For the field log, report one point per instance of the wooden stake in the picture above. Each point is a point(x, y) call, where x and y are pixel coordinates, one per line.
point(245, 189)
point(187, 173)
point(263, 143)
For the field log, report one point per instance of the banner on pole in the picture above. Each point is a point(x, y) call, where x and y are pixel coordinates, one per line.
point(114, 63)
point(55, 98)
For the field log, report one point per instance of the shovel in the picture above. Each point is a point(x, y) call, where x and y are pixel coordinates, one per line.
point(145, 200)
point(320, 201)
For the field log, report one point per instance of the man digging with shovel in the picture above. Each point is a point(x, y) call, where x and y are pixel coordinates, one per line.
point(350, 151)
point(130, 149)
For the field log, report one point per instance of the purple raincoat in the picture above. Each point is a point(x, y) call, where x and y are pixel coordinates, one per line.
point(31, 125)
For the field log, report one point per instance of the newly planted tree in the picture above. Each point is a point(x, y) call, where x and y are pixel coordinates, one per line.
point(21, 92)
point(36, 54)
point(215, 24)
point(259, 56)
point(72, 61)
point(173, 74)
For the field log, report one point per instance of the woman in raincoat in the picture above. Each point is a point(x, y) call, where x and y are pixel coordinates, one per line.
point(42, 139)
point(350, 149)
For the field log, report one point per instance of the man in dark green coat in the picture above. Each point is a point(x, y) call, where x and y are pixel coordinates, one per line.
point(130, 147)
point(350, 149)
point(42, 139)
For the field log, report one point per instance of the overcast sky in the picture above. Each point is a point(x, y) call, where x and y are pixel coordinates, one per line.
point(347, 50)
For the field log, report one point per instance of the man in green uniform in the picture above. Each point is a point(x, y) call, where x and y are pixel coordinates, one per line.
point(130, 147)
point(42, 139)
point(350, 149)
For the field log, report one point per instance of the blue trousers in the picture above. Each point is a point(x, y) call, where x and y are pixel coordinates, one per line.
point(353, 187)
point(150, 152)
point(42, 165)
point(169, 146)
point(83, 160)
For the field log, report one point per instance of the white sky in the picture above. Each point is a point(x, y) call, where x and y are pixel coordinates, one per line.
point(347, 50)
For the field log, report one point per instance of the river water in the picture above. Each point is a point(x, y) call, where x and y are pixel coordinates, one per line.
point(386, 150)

··········

▸ Exercise task
Quote all of the data above word for word, from its first line through its last.

▸ Output for this task
For the field log, report one point per instance of the wooden stake in the picture above. Each point is a point(x, y) call, where x and y are pixel coordinates, one per line.
point(245, 189)
point(187, 173)
point(263, 143)
For the field log, report one point per instance of the banner on pole in the picture above. Each point is a point(x, y) call, where x and y are pixel coordinates, one per line.
point(114, 63)
point(55, 98)
For the field log, report one point per instance of the shovel in the picture above. Each point is a point(x, y) call, where x and y are pixel coordinates, one per line.
point(145, 200)
point(320, 201)
For the field log, report one point per instance of the man digging with shovel in the picture above. Each point is a point(x, y) call, where x and y are pixel coordinates, one per line.
point(350, 151)
point(130, 149)
For the field log, report one point per instance of the purple raincoat in the picture above. Each point is a point(x, y) call, where x and y are pixel coordinates, one per line.
point(31, 125)
For the field log, report one point per instance of the newly planted tree in the picture above. Each point is a point(x, y) call, where x and y are pixel coordinates, one per line.
point(21, 92)
point(36, 54)
point(215, 24)
point(259, 56)
point(72, 61)
point(173, 74)
For the field log, report one point per instance of the woman in raincoat in the picture above. Each point is a point(x, y) call, where x and y are pixel coordinates, one per line.
point(42, 139)
point(350, 149)
For the field log, report one point per instance of the man in dark green coat in the picture above. Each point is a point(x, y) call, where x and y are pixel coordinates, one per line.
point(130, 147)
point(350, 149)
point(42, 139)
For the field log, report one point per instance of the overcast sky in the picture above. Each point is a point(x, y) call, where x and y are pixel coordinates, one per line.
point(347, 50)
For the field log, report one point per instance of the man in green uniform in the picture above. Each point is a point(x, y) call, where x and y are pixel coordinates, one per line.
point(130, 147)
point(42, 139)
point(350, 149)
For the field log, report one point per instance of the blue trousers in the picture above. Each point is a point(x, y) call, where x and y are pixel coordinates, one per line.
point(353, 187)
point(150, 152)
point(42, 165)
point(169, 146)
point(83, 160)
For the field log, report one point per instance of the white sky in the picture above. Each point is a point(x, y) call, where x and y are pixel coordinates, one per line.
point(347, 50)
For the field log, report one point per instance of the river water in the picture above. Each point is a point(x, y) call, where x and y are pixel coordinates, one per line.
point(386, 150)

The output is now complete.